### SELECTED PASSAGE
§

The Research-vs-Production Gap That Defines This Launch
The single most important detail buried in SubQ's launch materials is that the 12 million-token context window is described as a research result, while the model actually exposed to early-access users is labeled SubQ 1M-Preview. The headline number — '12M tokens' — anchors every press story, every investor pitch, every comparison to Claude Opus, but the benchmarks that have been published largely cap at one million tokens or below. RULER 128K is a 128K-token benchmark. SWE-Bench Verified is a coding benchmark, not a context-length benchmark. MRCR v2 is reported at 1M tokens with 8 needles. There is no published 12M-token benchmark, despite 12M being the entire architectural pitch.

§

### DATA RECORDS
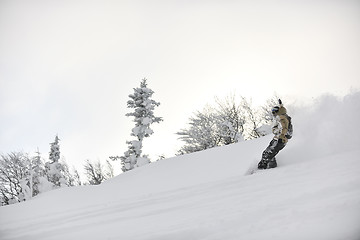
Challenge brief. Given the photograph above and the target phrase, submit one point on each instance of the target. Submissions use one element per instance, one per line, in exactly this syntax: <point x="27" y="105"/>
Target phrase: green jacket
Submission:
<point x="281" y="125"/>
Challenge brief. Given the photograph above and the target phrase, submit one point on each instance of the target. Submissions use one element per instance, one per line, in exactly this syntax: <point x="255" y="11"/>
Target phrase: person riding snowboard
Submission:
<point x="281" y="131"/>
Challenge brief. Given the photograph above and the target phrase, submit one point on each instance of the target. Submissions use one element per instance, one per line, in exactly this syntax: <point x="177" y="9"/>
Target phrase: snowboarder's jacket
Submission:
<point x="281" y="125"/>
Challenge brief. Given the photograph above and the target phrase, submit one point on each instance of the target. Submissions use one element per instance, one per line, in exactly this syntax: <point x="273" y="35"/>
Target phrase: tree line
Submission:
<point x="228" y="121"/>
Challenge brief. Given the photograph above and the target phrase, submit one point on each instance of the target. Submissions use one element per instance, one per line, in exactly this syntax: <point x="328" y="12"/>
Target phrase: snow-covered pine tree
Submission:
<point x="143" y="115"/>
<point x="54" y="168"/>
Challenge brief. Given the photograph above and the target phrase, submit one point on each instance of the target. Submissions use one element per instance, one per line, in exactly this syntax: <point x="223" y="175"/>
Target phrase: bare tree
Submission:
<point x="232" y="120"/>
<point x="202" y="132"/>
<point x="14" y="169"/>
<point x="95" y="172"/>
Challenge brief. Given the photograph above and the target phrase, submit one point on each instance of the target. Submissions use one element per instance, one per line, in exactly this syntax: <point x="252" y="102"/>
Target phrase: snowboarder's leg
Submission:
<point x="268" y="157"/>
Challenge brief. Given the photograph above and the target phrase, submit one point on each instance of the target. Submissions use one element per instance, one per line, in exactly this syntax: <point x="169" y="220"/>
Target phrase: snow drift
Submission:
<point x="313" y="194"/>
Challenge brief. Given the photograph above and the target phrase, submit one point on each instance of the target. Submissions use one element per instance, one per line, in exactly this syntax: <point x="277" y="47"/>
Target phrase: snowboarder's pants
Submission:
<point x="272" y="150"/>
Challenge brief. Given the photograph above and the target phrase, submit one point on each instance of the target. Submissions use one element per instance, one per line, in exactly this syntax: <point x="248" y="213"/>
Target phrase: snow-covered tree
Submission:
<point x="97" y="173"/>
<point x="213" y="127"/>
<point x="143" y="115"/>
<point x="54" y="169"/>
<point x="231" y="120"/>
<point x="14" y="178"/>
<point x="202" y="132"/>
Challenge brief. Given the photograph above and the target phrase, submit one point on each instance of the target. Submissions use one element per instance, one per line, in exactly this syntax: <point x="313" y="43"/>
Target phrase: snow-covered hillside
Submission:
<point x="313" y="194"/>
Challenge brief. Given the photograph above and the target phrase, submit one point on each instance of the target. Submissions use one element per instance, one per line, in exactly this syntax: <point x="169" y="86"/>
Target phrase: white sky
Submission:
<point x="67" y="67"/>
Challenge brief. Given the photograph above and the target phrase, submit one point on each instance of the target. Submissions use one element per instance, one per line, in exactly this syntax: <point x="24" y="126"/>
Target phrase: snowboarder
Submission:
<point x="280" y="130"/>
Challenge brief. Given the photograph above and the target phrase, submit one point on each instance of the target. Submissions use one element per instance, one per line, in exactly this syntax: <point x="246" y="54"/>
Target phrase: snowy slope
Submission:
<point x="313" y="194"/>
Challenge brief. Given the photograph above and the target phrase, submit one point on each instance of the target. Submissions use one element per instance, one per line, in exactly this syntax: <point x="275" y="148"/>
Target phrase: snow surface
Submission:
<point x="313" y="194"/>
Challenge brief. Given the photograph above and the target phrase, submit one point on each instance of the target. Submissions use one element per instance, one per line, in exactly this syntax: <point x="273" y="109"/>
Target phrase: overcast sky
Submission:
<point x="67" y="67"/>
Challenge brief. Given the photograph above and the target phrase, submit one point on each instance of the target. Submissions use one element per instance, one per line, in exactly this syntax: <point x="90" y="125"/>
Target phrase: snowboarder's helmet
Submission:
<point x="275" y="110"/>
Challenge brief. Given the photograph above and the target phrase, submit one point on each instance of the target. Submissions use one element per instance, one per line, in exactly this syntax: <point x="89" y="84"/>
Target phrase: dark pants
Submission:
<point x="268" y="156"/>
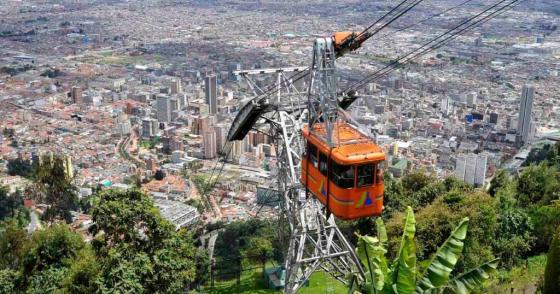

§

Continue the passage on the gap between SubQ's 12-million-token research claim and its 1M-Preview model, picking up after its final sentence.

### ANSWER AREA
This matters because the value proposition of sub-quadratic attention is that it should get better at long context, not just survive it. If SSA is genuinely O(n), then a 12M-token retrieval benchmark should be the easiest, most decisive test the company could run. Its absence is what drove the dominant skeptic breakdown on developer YouTube, what fueled the LocalLLaMA dissection of MRCR v2 (where SubQ's production score of 65.9 sits below Opus 4.6's 78.3 and GPT-5.5's 74), and what frames the entire community reaction. The launch isn't being judged on whether SSA could work — it's being judged on whether the demonstrated artifact matches the marketed artifact, and on that question the gap is conspicuous.